◆ Page text ◆
Run this notebook on Google Colab:

Open in Colab

Find the documentation of EncoderMap:

https://ag-peter.github.io/encodermap

Goals:

In this tutorial you will learn:

For Google colab only:

If you’re on Google colab, please uncomment these lines and install EncoderMap.

[1]:
# !wget https://raw.githubusercontent.com/AG-Peter/encodermap/main/tutorials/install_encodermap_google_colab.sh
# !sudo bash install_encodermap_google_colab.sh

Import Libraries#

Before we can get started using EncoderMap we first need to import the EncoderMap library:

[2]:
import encodermap as em
/home/kevin/git/encoder_map_private/encodermap/__init__.py:194: GPUsAreDisabledWarning: EncoderMap disables the GPU per default because most tensorflow code runs with a higher compatibility when the GPU is disabled. If you want to enable GPUs manually, set the environment variable 'ENCODERMAP_ENABLE_GPU' to 'True' before importing EncoderMap. To do this in python you can run:

import os; os.environ['ENCODERMAP_ENABLE_GPU'] = 'True'

before importing encodermap.
  _warnings.warn(

We will also need some aditional imports for plotting. The line with google.colab imports some nice features for google colab, which renders pandas Dataframes very nicely.

[3]:
import plotly
import plotly.graph_objs as go
import plotly.express as px
import plotly.io as pio
import pandas as pd
import numpy as np
try:
    from google.colab import data_table, output
    data_table.enable_dataframe_formatter()
    output.enable_custom_widget_manager()
    renderer = "colab"
except ModuleNotFoundError:
    renderer = "plotly_mimetype+notebook"
pio.renderers.default = renderer

To ensure that this notebook yields reproducible output, we fix the randomness in tensorflow.

[4]:
import tensorflow as tf
tf.random.set_seed(3)

Load Data#

Next, we need to load our data. EncoderMap expects the input data to be a 2d array. Each line should contain one data point and the number of columns is the dimensionality of the data set. Here, you could load data from any source. In this tutorial, however, we will use a function to generate a toy data set. The function random_on_cube_edges distributes a given number of points randomly on the edges of a cube. We can also add some Gaussian noise by specifying a sigma value.

[5]:
high_d_data, ids = em.misc.create_n_cube()

let’s look at the data we have just created:

[6]:
df = pd.DataFrame(
    np.vstack([ids, high_d_data.T]).T,
    columns=["id", "x", "y", "z"],
    index=[f"Point {i}" for i in range(len(high_d_data))]
).astype({"id": "int"})

◆ Collected data entries ◆

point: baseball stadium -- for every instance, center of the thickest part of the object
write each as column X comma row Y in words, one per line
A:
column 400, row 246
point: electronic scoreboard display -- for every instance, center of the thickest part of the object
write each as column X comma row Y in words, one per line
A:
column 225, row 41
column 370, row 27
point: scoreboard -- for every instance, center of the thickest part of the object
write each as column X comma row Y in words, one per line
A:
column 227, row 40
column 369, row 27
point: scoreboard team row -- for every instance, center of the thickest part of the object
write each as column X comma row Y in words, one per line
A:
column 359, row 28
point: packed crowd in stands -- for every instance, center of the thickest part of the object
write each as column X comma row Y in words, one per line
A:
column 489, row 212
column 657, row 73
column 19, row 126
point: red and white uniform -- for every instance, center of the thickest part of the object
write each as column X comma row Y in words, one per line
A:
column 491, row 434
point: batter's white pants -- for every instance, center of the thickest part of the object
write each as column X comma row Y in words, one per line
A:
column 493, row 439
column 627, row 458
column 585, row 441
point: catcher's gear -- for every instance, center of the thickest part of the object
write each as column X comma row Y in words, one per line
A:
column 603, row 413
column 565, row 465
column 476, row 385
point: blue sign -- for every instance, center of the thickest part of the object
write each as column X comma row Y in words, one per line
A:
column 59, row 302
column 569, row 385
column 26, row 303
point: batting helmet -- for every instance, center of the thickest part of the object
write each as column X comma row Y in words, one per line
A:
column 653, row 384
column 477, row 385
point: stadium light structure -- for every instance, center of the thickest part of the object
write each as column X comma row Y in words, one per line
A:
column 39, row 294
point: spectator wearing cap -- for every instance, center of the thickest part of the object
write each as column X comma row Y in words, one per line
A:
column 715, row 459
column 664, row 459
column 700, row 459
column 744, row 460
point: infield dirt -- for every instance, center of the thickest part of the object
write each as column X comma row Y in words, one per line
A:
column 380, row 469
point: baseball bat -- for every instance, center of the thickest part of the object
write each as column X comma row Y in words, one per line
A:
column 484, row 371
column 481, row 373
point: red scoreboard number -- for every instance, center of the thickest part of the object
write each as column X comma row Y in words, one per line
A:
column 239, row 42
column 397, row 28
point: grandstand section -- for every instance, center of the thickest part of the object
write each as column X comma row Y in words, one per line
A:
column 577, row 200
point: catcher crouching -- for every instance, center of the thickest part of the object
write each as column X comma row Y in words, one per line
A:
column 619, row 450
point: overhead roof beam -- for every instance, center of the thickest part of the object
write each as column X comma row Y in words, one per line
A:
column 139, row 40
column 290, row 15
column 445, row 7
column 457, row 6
--
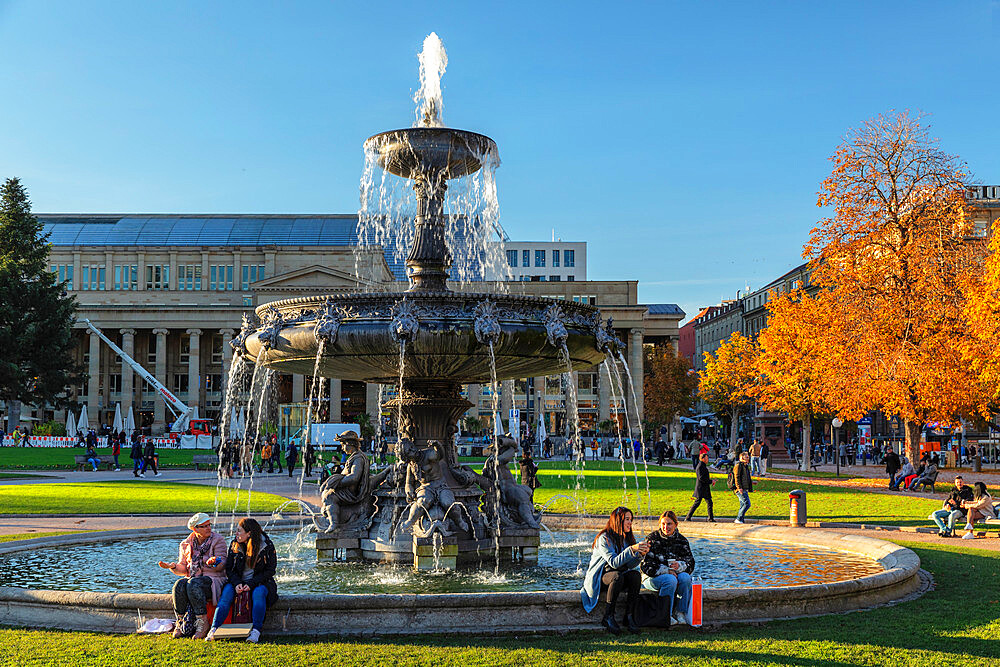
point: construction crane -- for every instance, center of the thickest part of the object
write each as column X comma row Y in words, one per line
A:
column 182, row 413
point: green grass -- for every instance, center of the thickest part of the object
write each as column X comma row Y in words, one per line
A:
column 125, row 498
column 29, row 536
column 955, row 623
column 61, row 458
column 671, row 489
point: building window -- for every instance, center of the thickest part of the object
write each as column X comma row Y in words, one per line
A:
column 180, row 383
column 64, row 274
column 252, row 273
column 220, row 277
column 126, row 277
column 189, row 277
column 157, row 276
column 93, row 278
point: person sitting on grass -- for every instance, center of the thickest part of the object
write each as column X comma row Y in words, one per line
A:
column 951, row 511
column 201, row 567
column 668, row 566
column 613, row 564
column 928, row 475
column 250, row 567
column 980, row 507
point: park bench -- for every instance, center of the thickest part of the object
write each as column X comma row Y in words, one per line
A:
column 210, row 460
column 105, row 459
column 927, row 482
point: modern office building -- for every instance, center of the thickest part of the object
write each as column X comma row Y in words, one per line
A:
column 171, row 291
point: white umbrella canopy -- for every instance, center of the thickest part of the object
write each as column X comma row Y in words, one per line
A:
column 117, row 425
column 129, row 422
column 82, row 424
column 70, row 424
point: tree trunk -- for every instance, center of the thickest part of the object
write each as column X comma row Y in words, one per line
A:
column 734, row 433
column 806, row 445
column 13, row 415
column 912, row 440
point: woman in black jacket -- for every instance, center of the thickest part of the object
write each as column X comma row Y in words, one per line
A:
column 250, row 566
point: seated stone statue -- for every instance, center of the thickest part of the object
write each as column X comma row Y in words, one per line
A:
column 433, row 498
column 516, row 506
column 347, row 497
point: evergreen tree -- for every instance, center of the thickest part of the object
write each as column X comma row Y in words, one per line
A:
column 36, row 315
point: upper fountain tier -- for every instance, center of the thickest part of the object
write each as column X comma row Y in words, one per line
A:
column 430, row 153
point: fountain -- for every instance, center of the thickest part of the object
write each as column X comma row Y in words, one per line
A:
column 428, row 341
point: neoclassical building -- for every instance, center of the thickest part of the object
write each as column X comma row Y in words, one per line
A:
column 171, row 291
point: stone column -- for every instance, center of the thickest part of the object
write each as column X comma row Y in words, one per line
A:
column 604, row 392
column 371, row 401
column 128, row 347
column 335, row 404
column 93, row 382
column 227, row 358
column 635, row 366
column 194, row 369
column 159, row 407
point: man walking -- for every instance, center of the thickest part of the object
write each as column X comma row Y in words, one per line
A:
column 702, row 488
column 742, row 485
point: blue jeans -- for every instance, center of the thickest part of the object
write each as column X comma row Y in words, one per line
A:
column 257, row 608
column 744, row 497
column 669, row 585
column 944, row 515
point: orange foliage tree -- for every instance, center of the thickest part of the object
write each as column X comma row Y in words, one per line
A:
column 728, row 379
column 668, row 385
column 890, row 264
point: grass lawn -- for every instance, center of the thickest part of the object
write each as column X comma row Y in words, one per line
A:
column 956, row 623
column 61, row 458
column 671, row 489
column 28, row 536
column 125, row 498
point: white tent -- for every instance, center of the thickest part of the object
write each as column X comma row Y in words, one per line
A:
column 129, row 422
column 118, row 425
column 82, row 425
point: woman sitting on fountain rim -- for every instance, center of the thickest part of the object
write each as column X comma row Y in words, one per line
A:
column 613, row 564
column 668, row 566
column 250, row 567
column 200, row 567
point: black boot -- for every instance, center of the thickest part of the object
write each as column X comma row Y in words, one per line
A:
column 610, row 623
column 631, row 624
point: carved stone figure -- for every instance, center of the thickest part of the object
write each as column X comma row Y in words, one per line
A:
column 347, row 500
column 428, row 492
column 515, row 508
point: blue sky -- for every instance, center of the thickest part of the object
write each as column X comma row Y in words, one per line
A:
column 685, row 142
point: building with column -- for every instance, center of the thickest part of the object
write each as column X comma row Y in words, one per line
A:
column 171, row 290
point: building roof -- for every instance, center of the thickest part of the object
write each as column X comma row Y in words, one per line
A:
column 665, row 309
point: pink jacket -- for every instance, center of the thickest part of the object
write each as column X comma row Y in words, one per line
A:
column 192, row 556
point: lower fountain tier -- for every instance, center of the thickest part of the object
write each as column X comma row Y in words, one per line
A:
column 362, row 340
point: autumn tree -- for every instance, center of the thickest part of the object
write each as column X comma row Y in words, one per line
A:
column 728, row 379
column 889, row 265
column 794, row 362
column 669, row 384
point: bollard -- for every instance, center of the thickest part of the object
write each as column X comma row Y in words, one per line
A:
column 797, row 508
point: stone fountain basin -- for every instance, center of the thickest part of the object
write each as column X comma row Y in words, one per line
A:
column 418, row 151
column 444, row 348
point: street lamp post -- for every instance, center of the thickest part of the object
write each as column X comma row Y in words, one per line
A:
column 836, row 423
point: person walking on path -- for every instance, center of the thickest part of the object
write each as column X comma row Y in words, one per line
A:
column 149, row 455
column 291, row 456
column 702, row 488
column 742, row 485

◆ Exercise ◆
Copy the EncoderMap tutorial text from "Import Libraries#" to "Dataframes very nicely.".

◆ Complete response ◆
Import Libraries#

Before we can get started using EncoderMap we first need to import the EncoderMap library:

[2]:
import encodermap as em
/home/kevin/git/encoder_map_private/encodermap/__init__.py:194: GPUsAreDisabledWarning: EncoderMap disables the GPU per default because most tensorflow code runs with a higher compatibility when the GPU is disabled. If you want to enable GPUs manually, set the environment variable 'ENCODERMAP_ENABLE_GPU' to 'True' before importing EncoderMap. To do this in python you can run:

import os; os.environ['ENCODERMAP_ENABLE_GPU'] = 'True'

before importing encodermap.
  _warnings.warn(

We will also need some aditional imports for plotting. The line with google.colab imports some nice features for google colab, which renders pandas Dataframes very nicely.